What to work on: The records that follow must be transcribed in full, without any change.

Records shown START

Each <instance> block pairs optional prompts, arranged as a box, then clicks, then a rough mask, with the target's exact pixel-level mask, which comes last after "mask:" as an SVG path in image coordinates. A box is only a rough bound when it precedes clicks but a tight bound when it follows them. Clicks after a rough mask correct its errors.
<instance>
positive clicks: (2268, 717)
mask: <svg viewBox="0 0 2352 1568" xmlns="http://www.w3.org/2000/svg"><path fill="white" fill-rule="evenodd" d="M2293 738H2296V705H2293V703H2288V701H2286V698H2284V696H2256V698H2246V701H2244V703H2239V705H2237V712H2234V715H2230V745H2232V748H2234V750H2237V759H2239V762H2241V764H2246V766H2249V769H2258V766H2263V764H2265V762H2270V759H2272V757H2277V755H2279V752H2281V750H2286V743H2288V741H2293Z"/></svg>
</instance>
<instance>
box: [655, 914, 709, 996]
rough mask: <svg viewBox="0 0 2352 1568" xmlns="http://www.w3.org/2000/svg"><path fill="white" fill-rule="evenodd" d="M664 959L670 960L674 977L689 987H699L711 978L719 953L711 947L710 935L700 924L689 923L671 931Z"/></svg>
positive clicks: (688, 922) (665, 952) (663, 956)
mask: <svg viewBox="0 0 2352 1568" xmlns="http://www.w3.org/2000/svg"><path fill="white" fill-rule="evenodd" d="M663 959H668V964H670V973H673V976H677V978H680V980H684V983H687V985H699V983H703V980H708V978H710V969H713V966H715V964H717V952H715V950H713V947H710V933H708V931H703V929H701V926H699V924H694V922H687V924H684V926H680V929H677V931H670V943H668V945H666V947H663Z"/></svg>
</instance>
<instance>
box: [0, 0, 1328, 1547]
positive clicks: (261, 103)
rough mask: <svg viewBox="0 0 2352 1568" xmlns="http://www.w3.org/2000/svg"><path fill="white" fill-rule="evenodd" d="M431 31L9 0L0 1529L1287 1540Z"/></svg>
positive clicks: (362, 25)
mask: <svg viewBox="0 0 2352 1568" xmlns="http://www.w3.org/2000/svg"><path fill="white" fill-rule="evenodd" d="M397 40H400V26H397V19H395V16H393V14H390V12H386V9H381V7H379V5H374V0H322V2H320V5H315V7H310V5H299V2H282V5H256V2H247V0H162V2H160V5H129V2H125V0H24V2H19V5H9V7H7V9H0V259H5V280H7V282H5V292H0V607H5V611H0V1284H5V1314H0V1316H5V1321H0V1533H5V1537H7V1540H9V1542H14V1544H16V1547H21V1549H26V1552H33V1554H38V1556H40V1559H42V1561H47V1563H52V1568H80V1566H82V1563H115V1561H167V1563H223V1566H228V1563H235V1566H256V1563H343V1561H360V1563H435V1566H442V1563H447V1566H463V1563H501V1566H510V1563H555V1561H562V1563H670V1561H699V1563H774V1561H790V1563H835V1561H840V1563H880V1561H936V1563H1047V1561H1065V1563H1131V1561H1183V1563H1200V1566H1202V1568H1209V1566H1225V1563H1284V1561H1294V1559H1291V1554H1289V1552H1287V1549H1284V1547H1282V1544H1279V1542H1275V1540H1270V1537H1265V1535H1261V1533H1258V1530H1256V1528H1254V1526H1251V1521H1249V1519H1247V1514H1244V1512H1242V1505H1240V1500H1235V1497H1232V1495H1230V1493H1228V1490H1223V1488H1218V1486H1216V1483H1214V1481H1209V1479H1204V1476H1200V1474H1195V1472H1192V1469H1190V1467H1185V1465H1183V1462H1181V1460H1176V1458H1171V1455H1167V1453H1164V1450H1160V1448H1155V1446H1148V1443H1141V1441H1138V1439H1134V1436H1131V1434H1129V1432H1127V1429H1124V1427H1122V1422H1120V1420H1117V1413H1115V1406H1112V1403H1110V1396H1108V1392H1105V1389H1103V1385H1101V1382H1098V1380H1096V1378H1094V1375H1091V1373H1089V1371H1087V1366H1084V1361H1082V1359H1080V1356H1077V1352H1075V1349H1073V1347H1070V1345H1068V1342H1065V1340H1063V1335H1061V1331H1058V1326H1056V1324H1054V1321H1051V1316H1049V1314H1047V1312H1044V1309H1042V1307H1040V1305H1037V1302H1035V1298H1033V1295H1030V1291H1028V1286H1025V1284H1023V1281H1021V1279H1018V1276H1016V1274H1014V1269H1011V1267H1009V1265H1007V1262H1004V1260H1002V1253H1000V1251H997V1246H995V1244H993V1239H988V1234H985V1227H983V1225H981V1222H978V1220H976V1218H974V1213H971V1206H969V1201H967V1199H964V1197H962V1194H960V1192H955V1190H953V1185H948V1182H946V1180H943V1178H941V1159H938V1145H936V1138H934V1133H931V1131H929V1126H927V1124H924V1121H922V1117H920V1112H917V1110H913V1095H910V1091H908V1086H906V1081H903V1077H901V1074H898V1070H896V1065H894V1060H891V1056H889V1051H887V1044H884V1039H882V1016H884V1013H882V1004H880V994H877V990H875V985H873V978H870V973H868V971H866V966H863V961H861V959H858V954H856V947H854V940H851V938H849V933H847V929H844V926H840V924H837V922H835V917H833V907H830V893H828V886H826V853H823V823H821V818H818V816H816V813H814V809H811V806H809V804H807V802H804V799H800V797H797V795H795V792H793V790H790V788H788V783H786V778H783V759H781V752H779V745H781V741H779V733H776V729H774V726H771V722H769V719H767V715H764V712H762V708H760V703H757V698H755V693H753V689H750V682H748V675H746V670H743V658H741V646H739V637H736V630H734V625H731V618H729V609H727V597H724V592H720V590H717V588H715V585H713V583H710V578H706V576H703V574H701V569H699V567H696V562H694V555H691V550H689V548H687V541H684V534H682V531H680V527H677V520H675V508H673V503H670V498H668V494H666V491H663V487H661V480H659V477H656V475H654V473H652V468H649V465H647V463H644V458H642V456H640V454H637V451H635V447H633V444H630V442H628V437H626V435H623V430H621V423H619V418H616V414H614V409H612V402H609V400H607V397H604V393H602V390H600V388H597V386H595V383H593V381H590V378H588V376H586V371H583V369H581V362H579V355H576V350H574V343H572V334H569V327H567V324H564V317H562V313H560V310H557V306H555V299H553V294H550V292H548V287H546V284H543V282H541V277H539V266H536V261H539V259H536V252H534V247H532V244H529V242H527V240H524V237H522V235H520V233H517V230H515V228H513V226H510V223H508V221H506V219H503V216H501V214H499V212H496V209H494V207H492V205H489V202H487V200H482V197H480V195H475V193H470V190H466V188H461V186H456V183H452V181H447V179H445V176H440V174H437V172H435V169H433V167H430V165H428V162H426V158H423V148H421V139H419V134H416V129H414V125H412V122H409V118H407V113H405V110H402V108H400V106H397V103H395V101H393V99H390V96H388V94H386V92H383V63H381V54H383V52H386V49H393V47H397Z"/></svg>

Records shown END

Reply:
Each <instance> block pairs optional prompts, arranged as a box, then clicks, then a rough mask, with the target's exact pixel-level mask, which comes last after "mask:" as an SVG path in image coordinates. A box is only a rough bound when it precedes clicks but a tight bound when it follows them. Clicks after a rough mask correct its errors.
<instance>
positive clicks: (2268, 717)
mask: <svg viewBox="0 0 2352 1568" xmlns="http://www.w3.org/2000/svg"><path fill="white" fill-rule="evenodd" d="M2293 738H2296V705H2293V703H2288V701H2286V698H2284V696H2256V698H2246V701H2244V703H2239V705H2237V712H2234V715H2230V745H2232V748H2234V750H2237V759H2239V762H2241V764H2246V766H2249V769H2258V766H2263V764H2265V762H2270V759H2272V757H2277V755H2279V752H2281V750H2286V743H2288V741H2293Z"/></svg>
</instance>
<instance>
box: [655, 914, 709, 996]
rough mask: <svg viewBox="0 0 2352 1568" xmlns="http://www.w3.org/2000/svg"><path fill="white" fill-rule="evenodd" d="M664 959L670 960L674 977L689 987H699L711 978L719 953L711 947L710 935L700 924L689 923L671 931Z"/></svg>
positive clicks: (688, 922) (665, 952) (663, 956)
mask: <svg viewBox="0 0 2352 1568" xmlns="http://www.w3.org/2000/svg"><path fill="white" fill-rule="evenodd" d="M663 959H668V964H670V973H673V976H677V978H680V980H684V983H687V985H699V983H703V980H708V978H710V969H713V966H715V964H717V952H715V950H713V947H710V933H708V931H703V929H701V926H699V924H694V922H687V924H684V926H680V929H677V931H670V943H668V945H666V947H663Z"/></svg>
</instance>
<instance>
box: [0, 0, 1328, 1547]
positive clicks: (261, 103)
rough mask: <svg viewBox="0 0 2352 1568" xmlns="http://www.w3.org/2000/svg"><path fill="white" fill-rule="evenodd" d="M431 31L9 0L0 1529L1287 1540Z"/></svg>
positive clicks: (362, 25)
mask: <svg viewBox="0 0 2352 1568" xmlns="http://www.w3.org/2000/svg"><path fill="white" fill-rule="evenodd" d="M397 40H400V26H397V19H395V16H393V14H390V12H386V9H381V7H379V5H374V0H322V2H320V5H315V7H310V5H299V2H282V5H256V2H247V0H162V2H160V5H129V2H125V0H24V2H19V5H9V7H7V9H0V259H5V280H7V282H5V292H0V607H5V611H0V1284H5V1314H0V1316H5V1321H0V1533H5V1537H7V1540H9V1542H14V1544H16V1547H21V1549H26V1552H33V1554H38V1556H40V1559H42V1561H47V1563H52V1568H80V1566H82V1563H115V1561H167V1563H223V1566H228V1563H235V1566H256V1563H343V1561H360V1563H435V1566H442V1563H447V1566H463V1563H501V1566H510V1563H555V1561H562V1563H670V1561H699V1563H774V1561H790V1563H835V1561H840V1563H880V1561H936V1563H1047V1561H1065V1563H1131V1561H1183V1563H1200V1566H1202V1568H1209V1566H1225V1563H1284V1561H1294V1559H1291V1554H1289V1552H1287V1549H1284V1547H1282V1544H1279V1542H1275V1540H1270V1537H1265V1535H1261V1533H1258V1530H1256V1528H1254V1526H1251V1521H1249V1519H1247V1514H1244V1512H1242V1505H1240V1500H1235V1497H1232V1495H1230V1493H1228V1490H1223V1488H1218V1486H1216V1483H1214V1481H1209V1479H1204V1476H1200V1474H1195V1472H1192V1469H1190V1467H1185V1465H1183V1462H1181V1460H1176V1458H1171V1455H1167V1453H1164V1450H1160V1448H1155V1446H1148V1443H1141V1441H1138V1439H1134V1436H1131V1434H1129V1432H1127V1429H1124V1427H1122V1422H1120V1420H1117V1413H1115V1406H1112V1403H1110V1396H1108V1392H1105V1389H1103V1385H1101V1382H1098V1380H1096V1378H1094V1375H1091V1373H1089V1371H1087V1366H1084V1361H1082V1359H1080V1356H1077V1352H1075V1349H1073V1347H1070V1345H1068V1342H1065V1340H1063V1335H1061V1331H1058V1326H1056V1324H1054V1321H1051V1316H1049V1314H1047V1312H1044V1309H1042V1307H1040V1305H1037V1302H1035V1298H1033V1295H1030V1291H1028V1286H1025V1284H1023V1281H1021V1279H1018V1276H1016V1274H1014V1269H1011V1267H1009V1265H1007V1262H1004V1260H1002V1253H1000V1251H997V1246H995V1244H993V1239H988V1234H985V1227H983V1225H981V1222H978V1220H976V1218H974V1213H971V1206H969V1201H967V1199H964V1197H962V1194H960V1192H955V1190H953V1185H948V1182H946V1180H943V1178H941V1159H938V1145H936V1138H934V1133H931V1131H929V1126H927V1124H924V1121H922V1117H920V1112H917V1110H913V1095H910V1091H908V1086H906V1081H903V1077H901V1074H898V1070H896V1065H894V1060H891V1056H889V1051H887V1044H884V1039H882V1016H884V1013H882V1004H880V994H877V990H875V985H873V978H870V973H868V971H866V966H863V961H861V959H858V954H856V947H854V940H851V938H849V933H847V929H844V926H840V924H837V922H835V917H833V907H830V893H828V886H826V853H823V823H821V818H818V816H816V813H814V809H811V806H809V804H807V802H804V799H800V797H797V795H795V792H793V790H790V788H788V783H786V778H783V759H781V752H779V745H781V741H779V733H776V729H774V726H771V722H769V719H767V715H764V712H762V708H760V703H757V698H755V693H753V689H750V682H748V675H746V670H743V658H741V646H739V637H736V630H734V625H731V618H729V609H727V597H724V592H720V590H717V588H715V585H713V583H710V578H706V576H703V574H701V569H699V567H696V562H694V555H691V550H689V548H687V541H684V534H682V531H680V527H677V520H675V508H673V503H670V498H668V494H666V491H663V487H661V480H659V477H656V475H654V473H652V468H649V465H647V463H644V458H642V456H640V454H637V451H635V447H633V444H630V442H628V437H626V435H623V430H621V423H619V418H616V414H614V409H612V402H609V400H607V397H604V393H602V390H600V388H597V386H595V383H593V381H590V378H588V376H586V371H583V369H581V362H579V355H576V350H574V343H572V334H569V327H567V324H564V317H562V313H560V310H557V306H555V299H553V294H550V292H548V287H546V284H543V282H541V277H539V266H536V261H539V259H536V252H534V247H532V244H529V242H527V240H524V237H522V235H520V233H517V230H515V228H513V226H510V223H508V221H506V219H503V216H501V214H499V212H496V209H494V207H492V205H489V202H487V200H482V197H480V195H475V193H470V190H466V188H461V186H456V183H452V181H447V179H445V176H440V174H437V172H435V169H433V167H430V165H428V162H426V158H423V148H421V139H419V134H416V129H414V125H412V122H409V118H407V113H405V110H402V108H400V106H397V103H395V101H393V99H390V96H388V94H386V92H383V63H381V54H383V52H386V49H393V47H397Z"/></svg>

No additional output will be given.